- **Exercise task**
Reproduce every one of the rows below character for character, with nothing added or left out.

- **Provided material**
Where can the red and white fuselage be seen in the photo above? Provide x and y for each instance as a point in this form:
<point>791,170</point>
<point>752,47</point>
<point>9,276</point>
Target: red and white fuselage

- **Answer in full**
Where can the red and white fuselage be seen in the photo above? Provide x and y for each instance as a point in this form:
<point>791,170</point>
<point>752,47</point>
<point>9,276</point>
Target: red and white fuselage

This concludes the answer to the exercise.